:: Work task ::
Please set down, exactly as written, the line containing "point(204, 554)" and every line after it through the end of the records.

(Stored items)

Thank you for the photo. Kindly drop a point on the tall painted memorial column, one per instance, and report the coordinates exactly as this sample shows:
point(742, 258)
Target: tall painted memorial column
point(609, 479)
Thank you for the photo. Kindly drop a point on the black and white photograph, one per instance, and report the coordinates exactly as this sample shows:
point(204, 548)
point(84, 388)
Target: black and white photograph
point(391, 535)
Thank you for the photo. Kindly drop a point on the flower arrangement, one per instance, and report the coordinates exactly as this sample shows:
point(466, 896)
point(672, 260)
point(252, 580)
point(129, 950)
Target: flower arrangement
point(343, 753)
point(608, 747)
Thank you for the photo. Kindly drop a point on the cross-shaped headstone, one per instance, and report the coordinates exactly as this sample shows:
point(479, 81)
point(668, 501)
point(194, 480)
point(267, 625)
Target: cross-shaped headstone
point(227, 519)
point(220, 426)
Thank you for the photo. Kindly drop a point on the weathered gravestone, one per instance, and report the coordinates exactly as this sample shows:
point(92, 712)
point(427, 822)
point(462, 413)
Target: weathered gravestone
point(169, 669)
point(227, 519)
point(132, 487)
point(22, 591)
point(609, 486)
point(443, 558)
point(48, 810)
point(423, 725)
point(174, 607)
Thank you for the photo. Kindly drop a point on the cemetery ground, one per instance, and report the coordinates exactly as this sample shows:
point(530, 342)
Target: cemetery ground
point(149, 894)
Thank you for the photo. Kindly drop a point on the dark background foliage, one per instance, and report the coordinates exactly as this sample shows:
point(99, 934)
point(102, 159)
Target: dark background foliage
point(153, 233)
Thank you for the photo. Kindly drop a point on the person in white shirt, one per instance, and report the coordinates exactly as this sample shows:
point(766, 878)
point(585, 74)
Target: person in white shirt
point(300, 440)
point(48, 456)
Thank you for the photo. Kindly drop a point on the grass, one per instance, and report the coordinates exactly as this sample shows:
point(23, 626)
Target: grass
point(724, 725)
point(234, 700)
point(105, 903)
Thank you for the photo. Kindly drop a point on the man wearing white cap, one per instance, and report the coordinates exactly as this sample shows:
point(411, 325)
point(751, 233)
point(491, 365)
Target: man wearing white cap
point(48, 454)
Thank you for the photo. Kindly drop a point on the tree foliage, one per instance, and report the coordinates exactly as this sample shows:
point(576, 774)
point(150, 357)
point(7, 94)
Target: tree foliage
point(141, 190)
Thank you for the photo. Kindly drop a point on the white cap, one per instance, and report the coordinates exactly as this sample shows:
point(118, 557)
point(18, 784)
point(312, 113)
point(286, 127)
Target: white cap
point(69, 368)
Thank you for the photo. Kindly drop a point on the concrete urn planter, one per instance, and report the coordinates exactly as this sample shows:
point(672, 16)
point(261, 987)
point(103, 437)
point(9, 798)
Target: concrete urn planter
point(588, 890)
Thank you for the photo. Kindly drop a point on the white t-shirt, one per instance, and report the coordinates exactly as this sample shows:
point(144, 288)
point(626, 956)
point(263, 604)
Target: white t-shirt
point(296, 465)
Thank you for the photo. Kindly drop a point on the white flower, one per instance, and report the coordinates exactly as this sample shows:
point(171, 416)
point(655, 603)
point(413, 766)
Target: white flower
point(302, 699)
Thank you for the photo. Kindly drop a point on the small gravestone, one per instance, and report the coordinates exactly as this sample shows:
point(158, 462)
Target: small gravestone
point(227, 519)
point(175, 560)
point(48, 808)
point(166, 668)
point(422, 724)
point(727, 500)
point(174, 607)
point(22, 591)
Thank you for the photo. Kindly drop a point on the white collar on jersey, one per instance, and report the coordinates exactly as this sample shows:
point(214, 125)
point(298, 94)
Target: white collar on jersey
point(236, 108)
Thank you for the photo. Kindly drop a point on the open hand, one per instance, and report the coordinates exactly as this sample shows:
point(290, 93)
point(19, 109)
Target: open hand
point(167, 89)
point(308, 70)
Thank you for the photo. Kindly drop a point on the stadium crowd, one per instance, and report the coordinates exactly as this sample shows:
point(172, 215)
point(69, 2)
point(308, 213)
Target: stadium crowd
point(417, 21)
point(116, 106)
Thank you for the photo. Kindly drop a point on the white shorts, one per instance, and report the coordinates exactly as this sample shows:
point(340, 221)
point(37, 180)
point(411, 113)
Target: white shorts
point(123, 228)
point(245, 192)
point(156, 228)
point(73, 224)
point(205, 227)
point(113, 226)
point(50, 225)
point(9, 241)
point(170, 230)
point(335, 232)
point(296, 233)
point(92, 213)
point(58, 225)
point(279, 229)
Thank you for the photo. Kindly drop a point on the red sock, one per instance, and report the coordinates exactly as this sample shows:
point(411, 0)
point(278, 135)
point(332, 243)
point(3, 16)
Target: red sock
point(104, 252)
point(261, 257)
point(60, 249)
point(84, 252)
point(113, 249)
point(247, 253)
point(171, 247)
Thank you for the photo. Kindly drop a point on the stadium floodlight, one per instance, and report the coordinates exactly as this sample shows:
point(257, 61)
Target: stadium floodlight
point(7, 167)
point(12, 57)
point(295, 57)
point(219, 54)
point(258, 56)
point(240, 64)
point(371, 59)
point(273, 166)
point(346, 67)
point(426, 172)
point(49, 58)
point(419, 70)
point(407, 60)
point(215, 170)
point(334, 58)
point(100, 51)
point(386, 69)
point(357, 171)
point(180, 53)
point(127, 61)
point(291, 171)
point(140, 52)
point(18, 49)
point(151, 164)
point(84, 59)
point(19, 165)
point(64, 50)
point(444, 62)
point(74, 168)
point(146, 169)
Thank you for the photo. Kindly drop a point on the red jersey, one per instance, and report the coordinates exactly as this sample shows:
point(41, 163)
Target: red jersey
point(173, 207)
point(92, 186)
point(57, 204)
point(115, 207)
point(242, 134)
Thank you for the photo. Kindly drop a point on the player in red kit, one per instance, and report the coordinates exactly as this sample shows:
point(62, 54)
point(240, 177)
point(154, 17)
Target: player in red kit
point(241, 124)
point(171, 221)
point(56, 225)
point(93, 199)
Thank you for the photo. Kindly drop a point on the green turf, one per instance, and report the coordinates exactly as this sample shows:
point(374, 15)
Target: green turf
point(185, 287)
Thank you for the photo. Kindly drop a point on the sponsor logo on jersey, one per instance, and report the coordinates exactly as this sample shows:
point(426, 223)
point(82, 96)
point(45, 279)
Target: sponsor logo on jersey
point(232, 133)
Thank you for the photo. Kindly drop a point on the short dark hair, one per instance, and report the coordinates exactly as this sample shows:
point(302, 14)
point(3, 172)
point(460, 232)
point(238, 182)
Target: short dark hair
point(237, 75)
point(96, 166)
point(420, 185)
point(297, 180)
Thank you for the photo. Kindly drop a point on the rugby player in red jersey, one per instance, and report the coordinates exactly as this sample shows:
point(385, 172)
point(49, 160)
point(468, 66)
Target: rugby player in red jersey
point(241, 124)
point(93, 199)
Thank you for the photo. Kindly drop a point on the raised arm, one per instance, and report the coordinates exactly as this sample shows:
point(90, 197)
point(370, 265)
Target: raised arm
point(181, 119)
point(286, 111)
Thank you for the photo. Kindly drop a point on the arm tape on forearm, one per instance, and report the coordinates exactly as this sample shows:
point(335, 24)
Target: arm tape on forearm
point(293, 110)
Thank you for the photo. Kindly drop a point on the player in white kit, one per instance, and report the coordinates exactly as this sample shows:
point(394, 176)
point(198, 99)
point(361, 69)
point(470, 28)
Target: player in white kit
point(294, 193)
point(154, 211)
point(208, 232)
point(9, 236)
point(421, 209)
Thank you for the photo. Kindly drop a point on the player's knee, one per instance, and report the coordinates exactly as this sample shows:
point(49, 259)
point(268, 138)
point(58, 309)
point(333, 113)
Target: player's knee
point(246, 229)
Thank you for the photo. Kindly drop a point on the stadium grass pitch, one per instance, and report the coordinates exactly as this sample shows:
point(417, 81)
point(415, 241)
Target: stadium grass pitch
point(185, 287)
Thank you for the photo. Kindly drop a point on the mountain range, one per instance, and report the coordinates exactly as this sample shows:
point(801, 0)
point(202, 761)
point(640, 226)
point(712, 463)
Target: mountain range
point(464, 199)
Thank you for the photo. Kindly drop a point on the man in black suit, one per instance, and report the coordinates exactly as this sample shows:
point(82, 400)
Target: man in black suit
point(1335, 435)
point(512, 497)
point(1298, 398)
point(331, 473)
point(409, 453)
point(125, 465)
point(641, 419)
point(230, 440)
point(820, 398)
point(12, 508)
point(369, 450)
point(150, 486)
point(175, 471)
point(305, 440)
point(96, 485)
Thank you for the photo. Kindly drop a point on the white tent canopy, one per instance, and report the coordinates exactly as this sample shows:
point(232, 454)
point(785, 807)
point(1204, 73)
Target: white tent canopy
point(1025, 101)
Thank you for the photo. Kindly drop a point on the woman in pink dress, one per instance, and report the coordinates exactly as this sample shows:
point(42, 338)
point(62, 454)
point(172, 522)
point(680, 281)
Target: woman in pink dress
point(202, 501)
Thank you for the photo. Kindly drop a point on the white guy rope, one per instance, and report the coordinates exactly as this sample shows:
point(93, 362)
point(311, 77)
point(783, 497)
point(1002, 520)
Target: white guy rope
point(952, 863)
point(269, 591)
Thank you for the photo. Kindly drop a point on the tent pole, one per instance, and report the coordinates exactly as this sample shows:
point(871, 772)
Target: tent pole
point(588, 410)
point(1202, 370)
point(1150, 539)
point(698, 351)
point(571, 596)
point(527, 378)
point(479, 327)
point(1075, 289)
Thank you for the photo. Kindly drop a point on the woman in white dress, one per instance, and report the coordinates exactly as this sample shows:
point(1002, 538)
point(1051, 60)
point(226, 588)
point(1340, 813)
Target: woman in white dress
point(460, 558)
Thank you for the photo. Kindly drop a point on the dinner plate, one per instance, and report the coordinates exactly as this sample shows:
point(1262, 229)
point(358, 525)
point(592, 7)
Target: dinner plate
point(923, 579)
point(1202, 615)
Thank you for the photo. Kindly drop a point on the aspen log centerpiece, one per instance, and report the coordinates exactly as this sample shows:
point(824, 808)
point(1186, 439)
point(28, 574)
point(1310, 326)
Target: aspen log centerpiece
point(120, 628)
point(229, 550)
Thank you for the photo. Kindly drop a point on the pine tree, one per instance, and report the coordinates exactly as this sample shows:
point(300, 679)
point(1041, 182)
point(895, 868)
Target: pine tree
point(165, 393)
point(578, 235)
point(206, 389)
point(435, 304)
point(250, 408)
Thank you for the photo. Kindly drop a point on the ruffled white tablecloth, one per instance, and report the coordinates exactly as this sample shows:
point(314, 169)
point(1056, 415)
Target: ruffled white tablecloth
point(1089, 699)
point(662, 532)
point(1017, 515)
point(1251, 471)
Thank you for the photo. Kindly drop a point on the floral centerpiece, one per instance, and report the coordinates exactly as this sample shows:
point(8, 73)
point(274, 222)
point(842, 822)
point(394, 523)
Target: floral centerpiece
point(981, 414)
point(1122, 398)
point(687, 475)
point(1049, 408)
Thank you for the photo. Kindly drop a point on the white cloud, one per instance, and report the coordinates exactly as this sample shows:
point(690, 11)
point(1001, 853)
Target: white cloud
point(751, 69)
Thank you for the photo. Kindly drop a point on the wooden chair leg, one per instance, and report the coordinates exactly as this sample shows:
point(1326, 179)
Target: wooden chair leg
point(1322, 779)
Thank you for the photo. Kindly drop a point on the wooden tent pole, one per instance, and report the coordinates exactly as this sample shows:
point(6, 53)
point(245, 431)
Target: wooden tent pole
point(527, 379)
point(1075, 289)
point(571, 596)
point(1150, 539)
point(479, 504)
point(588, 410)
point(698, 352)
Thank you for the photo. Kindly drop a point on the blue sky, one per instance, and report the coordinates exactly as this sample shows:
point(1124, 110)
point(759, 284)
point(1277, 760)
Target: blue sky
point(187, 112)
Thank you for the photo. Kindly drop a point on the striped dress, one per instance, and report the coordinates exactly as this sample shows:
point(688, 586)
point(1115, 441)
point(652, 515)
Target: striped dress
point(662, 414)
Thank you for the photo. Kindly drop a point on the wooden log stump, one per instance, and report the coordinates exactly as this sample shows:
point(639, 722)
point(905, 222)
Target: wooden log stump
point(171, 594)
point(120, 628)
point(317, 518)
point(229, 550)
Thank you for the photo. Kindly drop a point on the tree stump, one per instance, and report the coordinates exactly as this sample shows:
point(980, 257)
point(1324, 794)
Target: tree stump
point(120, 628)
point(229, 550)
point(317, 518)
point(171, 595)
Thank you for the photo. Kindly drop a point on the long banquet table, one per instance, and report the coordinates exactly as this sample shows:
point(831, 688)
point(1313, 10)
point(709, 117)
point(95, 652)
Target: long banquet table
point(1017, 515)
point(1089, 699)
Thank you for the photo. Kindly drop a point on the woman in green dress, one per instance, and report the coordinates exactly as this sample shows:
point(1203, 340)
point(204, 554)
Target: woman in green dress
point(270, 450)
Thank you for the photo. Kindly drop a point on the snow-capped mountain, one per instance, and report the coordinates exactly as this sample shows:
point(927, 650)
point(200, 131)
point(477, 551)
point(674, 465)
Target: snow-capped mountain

:: Completed exercise ::
point(204, 554)
Target: woman in green dress
point(270, 450)
Thank you for the photo. Kindly drop a point on the snow-capped mountain, one per instance, and report the coordinates exactly as this sample shows:
point(927, 650)
point(200, 131)
point(477, 551)
point(674, 465)
Target: snow-capped mountain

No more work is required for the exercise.